*** Extracted records

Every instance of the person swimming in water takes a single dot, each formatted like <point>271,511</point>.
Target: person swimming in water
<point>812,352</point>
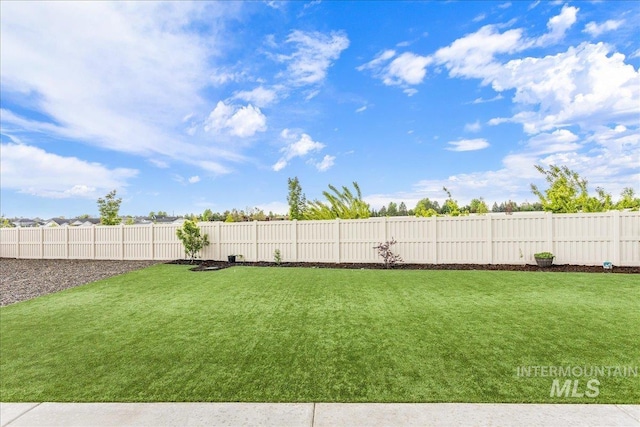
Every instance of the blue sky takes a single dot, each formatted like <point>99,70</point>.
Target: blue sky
<point>187,106</point>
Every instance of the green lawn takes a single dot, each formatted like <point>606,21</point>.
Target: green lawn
<point>321,335</point>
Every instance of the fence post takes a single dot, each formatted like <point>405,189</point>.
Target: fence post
<point>337,239</point>
<point>616,238</point>
<point>549,222</point>
<point>294,241</point>
<point>218,243</point>
<point>433,228</point>
<point>255,240</point>
<point>122,241</point>
<point>152,249</point>
<point>489,231</point>
<point>93,241</point>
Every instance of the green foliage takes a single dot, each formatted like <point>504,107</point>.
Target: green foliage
<point>109,207</point>
<point>296,199</point>
<point>567,192</point>
<point>207,215</point>
<point>450,206</point>
<point>192,240</point>
<point>392,209</point>
<point>543,255</point>
<point>628,200</point>
<point>426,208</point>
<point>388,257</point>
<point>478,206</point>
<point>402,209</point>
<point>340,204</point>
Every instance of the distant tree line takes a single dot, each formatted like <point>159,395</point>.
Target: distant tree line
<point>567,192</point>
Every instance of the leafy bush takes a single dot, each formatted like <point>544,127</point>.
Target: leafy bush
<point>191,239</point>
<point>543,255</point>
<point>384,250</point>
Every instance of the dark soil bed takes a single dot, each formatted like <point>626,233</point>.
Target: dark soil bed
<point>199,265</point>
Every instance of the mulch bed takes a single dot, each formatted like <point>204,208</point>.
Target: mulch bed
<point>206,265</point>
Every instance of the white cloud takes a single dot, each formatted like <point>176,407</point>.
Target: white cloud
<point>408,68</point>
<point>120,76</point>
<point>405,69</point>
<point>473,127</point>
<point>378,61</point>
<point>596,29</point>
<point>473,55</point>
<point>159,163</point>
<point>297,146</point>
<point>314,53</point>
<point>53,176</point>
<point>243,122</point>
<point>279,165</point>
<point>259,96</point>
<point>586,86</point>
<point>560,140</point>
<point>480,17</point>
<point>484,101</point>
<point>326,163</point>
<point>468,144</point>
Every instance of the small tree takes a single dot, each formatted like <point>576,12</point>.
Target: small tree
<point>296,199</point>
<point>341,204</point>
<point>426,208</point>
<point>384,250</point>
<point>191,238</point>
<point>567,192</point>
<point>109,207</point>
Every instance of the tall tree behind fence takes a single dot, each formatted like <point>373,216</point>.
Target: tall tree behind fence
<point>582,239</point>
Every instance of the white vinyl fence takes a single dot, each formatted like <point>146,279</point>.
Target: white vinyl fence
<point>582,239</point>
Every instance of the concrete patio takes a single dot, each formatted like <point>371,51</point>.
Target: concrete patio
<point>314,414</point>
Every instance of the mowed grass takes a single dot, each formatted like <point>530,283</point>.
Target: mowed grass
<point>321,335</point>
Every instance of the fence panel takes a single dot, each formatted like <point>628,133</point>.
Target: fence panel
<point>629,239</point>
<point>10,243</point>
<point>81,242</point>
<point>166,245</point>
<point>54,243</point>
<point>516,238</point>
<point>587,239</point>
<point>318,241</point>
<point>583,239</point>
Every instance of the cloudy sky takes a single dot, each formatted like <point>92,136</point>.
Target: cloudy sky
<point>187,106</point>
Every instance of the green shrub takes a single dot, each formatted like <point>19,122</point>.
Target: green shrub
<point>191,239</point>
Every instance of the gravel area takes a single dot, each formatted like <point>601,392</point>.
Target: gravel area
<point>23,279</point>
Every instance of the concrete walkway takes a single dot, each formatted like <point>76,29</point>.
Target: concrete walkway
<point>314,414</point>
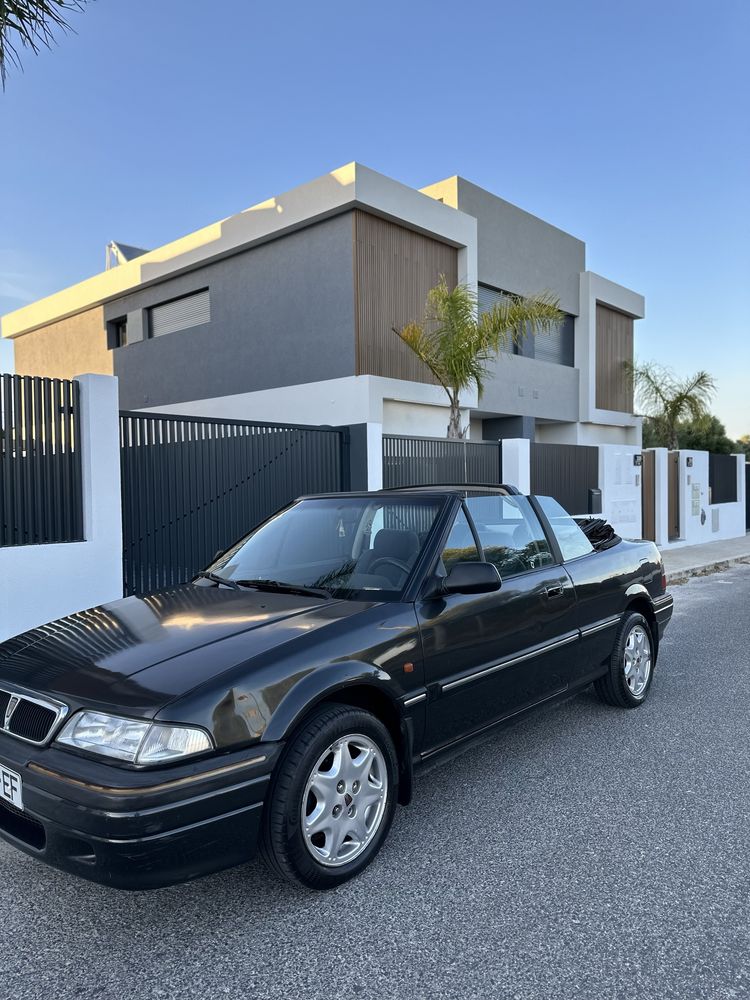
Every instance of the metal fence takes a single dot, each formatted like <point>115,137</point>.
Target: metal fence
<point>40,461</point>
<point>722,478</point>
<point>417,461</point>
<point>192,486</point>
<point>566,472</point>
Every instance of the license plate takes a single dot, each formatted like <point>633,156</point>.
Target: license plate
<point>10,787</point>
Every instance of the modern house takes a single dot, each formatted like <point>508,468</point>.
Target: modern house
<point>286,311</point>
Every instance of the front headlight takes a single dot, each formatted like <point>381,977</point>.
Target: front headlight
<point>132,740</point>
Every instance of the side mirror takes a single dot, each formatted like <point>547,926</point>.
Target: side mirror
<point>472,578</point>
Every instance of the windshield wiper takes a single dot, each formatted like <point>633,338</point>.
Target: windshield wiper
<point>286,588</point>
<point>215,578</point>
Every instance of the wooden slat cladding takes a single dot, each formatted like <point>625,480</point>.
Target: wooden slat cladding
<point>614,346</point>
<point>394,268</point>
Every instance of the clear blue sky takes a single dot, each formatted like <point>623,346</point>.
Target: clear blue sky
<point>626,124</point>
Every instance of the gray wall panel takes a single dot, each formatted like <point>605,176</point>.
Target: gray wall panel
<point>281,314</point>
<point>519,252</point>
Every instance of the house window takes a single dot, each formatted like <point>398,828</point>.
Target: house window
<point>487,298</point>
<point>179,314</point>
<point>557,346</point>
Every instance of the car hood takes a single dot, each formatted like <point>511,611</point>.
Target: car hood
<point>102,657</point>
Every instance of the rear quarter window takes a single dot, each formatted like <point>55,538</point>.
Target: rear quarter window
<point>572,541</point>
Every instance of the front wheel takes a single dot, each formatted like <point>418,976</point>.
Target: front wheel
<point>631,666</point>
<point>332,799</point>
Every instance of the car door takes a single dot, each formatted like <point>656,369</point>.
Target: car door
<point>599,578</point>
<point>489,656</point>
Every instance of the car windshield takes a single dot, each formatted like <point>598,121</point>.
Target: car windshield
<point>356,547</point>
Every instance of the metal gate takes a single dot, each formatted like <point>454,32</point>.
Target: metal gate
<point>191,486</point>
<point>566,472</point>
<point>648,495</point>
<point>41,491</point>
<point>419,461</point>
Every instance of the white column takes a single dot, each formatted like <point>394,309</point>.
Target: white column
<point>517,463</point>
<point>741,485</point>
<point>7,360</point>
<point>661,502</point>
<point>374,456</point>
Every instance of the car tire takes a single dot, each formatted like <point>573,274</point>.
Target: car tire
<point>631,667</point>
<point>319,828</point>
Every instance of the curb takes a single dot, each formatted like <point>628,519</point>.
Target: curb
<point>706,569</point>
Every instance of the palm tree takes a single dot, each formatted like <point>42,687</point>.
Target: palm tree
<point>457,345</point>
<point>30,24</point>
<point>669,399</point>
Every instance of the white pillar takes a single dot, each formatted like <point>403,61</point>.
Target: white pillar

******

Exercise instructions: Render all the entries above as a numbered list, skipping blank lines and leaving the pictures out of your answer.

Result for this task:
1. Every instance of the person swimming in water takes a single dot, each formatted like <point>271,511</point>.
2. Target: person swimming in water
3. <point>812,352</point>
4. Every instance of the blue sky takes a single dot, each formatted like <point>99,70</point>.
5. Target: blue sky
6. <point>187,106</point>
7. Every instance of the green lawn takes a single dot, each formatted like <point>606,21</point>.
8. Target: green lawn
9. <point>321,335</point>
10. Every instance of the fence post takes a single dot, each formatted like <point>405,189</point>.
11. Target: fence post
12. <point>337,239</point>
13. <point>616,238</point>
14. <point>549,222</point>
15. <point>294,241</point>
16. <point>218,243</point>
17. <point>433,228</point>
18. <point>255,240</point>
19. <point>122,241</point>
20. <point>152,249</point>
21. <point>489,231</point>
22. <point>93,241</point>
23. Every instance of the green foliage takes a single dot, each formatted like <point>504,107</point>.
24. Target: green foliage
25. <point>109,207</point>
26. <point>296,199</point>
27. <point>567,192</point>
28. <point>207,215</point>
29. <point>450,206</point>
30. <point>192,240</point>
31. <point>392,209</point>
32. <point>543,255</point>
33. <point>628,200</point>
34. <point>426,208</point>
35. <point>388,257</point>
36. <point>478,206</point>
37. <point>402,209</point>
38. <point>340,204</point>
39. Every instance of the distant tree line takes a single dot, each formatted like <point>159,395</point>.
40. Target: distant tree line
41. <point>567,192</point>
42. Every instance of the leafy bush takes a single dot, each formatted like <point>544,127</point>.
43. Target: leafy bush
44. <point>191,239</point>
45. <point>543,255</point>
46. <point>384,250</point>
47. Every instance of the dark soil bed takes a single dot, each formatted like <point>626,233</point>.
48. Target: dark soil bed
49. <point>199,265</point>
50. Every instance of the mulch bed takes a single dot, each formatted like <point>204,208</point>.
51. Target: mulch bed
52. <point>206,265</point>
53. Every instance of the white cloud takes a single dot, each formatted like <point>176,407</point>.
54. Target: white cloud
55. <point>408,68</point>
56. <point>120,76</point>
57. <point>405,69</point>
58. <point>473,127</point>
59. <point>378,61</point>
60. <point>596,29</point>
61. <point>473,55</point>
62. <point>159,163</point>
63. <point>297,146</point>
64. <point>314,53</point>
65. <point>53,176</point>
66. <point>243,122</point>
67. <point>279,165</point>
68. <point>259,96</point>
69. <point>586,86</point>
70. <point>560,140</point>
71. <point>480,17</point>
72. <point>484,101</point>
73. <point>326,163</point>
74. <point>468,144</point>
75. Every instance of the small tree takes a single dot, each formatted like <point>576,12</point>.
76. Target: small tree
77. <point>296,199</point>
78. <point>341,204</point>
79. <point>426,208</point>
80. <point>384,250</point>
81. <point>191,238</point>
82. <point>567,192</point>
83. <point>109,207</point>
84. Every instance of the tall tree behind fence takes a single dot, each formatted like <point>373,216</point>.
85. Target: tall tree behind fence
86. <point>582,239</point>
87. Every instance of the white vinyl fence takes a single dot, each formatted like <point>146,279</point>.
88. Target: white vinyl fence
89. <point>582,239</point>
90. Every instance of the concrete patio takes a single dot, each formatted like <point>371,51</point>.
91. Target: concrete patio
92. <point>314,414</point>
93. Every instance of the mowed grass takes a single dot, each formatted like <point>530,283</point>.
94. Target: mowed grass
95. <point>321,335</point>
96. Every instance of the fence panel takes a single dot, each formatted like <point>628,133</point>.
97. Target: fence panel
98. <point>629,239</point>
99. <point>10,243</point>
100. <point>81,242</point>
101. <point>166,245</point>
102. <point>54,243</point>
103. <point>516,238</point>
104. <point>587,239</point>
105. <point>318,241</point>
106. <point>583,239</point>
107. Every instance of the cloudy sky takes a single dot, each formatted like <point>92,136</point>.
108. Target: cloudy sky
109. <point>187,106</point>
110. Every instance of the green shrub takes a single dot, each formatted like <point>19,122</point>.
111. Target: green shrub
112. <point>191,239</point>
113. Every instance of the gravel area takes a single dot, each formatted like <point>601,392</point>.
114. Target: gravel area
115. <point>23,279</point>
116. Every instance of the concrete walkway takes a single dot, each formatted like <point>76,29</point>.
117. Target: concrete walkway
118. <point>314,414</point>
119. Every instance of the metal fence takes a single dot, each formatted like <point>115,137</point>.
120. Target: metal fence
121. <point>40,461</point>
122. <point>722,478</point>
123. <point>417,461</point>
124. <point>192,486</point>
125. <point>566,472</point>
126. Every instance of the license plate takes a single dot, each formatted like <point>633,156</point>.
127. Target: license plate
128. <point>10,787</point>
129. Every instance of the modern house takes a single dot, each formatted like <point>508,468</point>.
130. Target: modern house
131. <point>286,311</point>
132. Every instance of the front headlight takes a single dot, each formatted like <point>381,977</point>.
133. Target: front headlight
134. <point>132,740</point>
135. Every instance of the side mirror takes a single dot, each formatted like <point>547,926</point>.
136. Target: side mirror
137. <point>472,578</point>
138. Every instance of the windshield wiper takes a single dot, each formatted like <point>633,338</point>.
139. Target: windshield wiper
140. <point>286,588</point>
141. <point>215,578</point>
142. Every instance of the wooden slat cladding takes a single dot, each formatted like <point>625,480</point>.
143. Target: wooden slat cladding
144. <point>614,346</point>
145. <point>394,268</point>
146. Every instance of the clear blue sky takes a single dot, each formatted like <point>623,346</point>.
147. Target: clear blue sky
148. <point>626,124</point>
149. Every instance of the gray wall panel takes a single dot, each formatted like <point>605,176</point>.
150. Target: gray wall panel
151. <point>281,314</point>
152. <point>519,252</point>
153. Every instance of the house window takes a single dot, each formatted like <point>398,828</point>.
154. Target: house window
155. <point>487,298</point>
156. <point>179,314</point>
157. <point>557,346</point>
158. Every instance of the car hood takes a single dot, each formatted like <point>511,611</point>.
159. Target: car hood
160. <point>102,657</point>
161. Every instance of the rear quarter window takes a single dot, each formatted like <point>55,538</point>.
162. Target: rear quarter window
163. <point>572,541</point>
164. Every instance of the front wheel takes a single dot, each formatted like <point>418,976</point>.
165. Target: front wheel
166. <point>631,666</point>
167. <point>332,799</point>
168. Every instance of the car door takes a single dot, each formatted like <point>656,369</point>.
169. Target: car door
170. <point>599,578</point>
171. <point>489,656</point>
172. Every instance of the car windshield takes a single dot, each formatted like <point>598,121</point>.
173. Target: car windshield
174. <point>356,547</point>
175. Every instance of the metal gate takes a single dot, each formatted like <point>454,32</point>.
176. Target: metal gate
177. <point>191,486</point>
178. <point>566,472</point>
179. <point>648,495</point>
180. <point>41,491</point>
181. <point>419,461</point>
182. Every instance of the white column takes a single dot, each formatted like <point>394,309</point>.
183. Target: white column
184. <point>517,463</point>
185. <point>741,485</point>
186. <point>7,360</point>
187. <point>661,502</point>
188. <point>374,456</point>
189. Every instance of the car tire takes a single dot, each formatted like <point>573,274</point>.
190. Target: car tire
191. <point>631,667</point>
192. <point>319,828</point>
193. Every instance of the curb takes a single dot, each formatted like <point>628,519</point>.
194. Target: curb
195. <point>706,569</point>
196. Every instance of the palm tree takes a single dot, each formatted like <point>42,687</point>.
197. Target: palm tree
198. <point>457,345</point>
199. <point>30,24</point>
200. <point>669,399</point>
201. Every instance of the white pillar takes a single dot, each formatted like <point>403,61</point>.
202. Target: white pillar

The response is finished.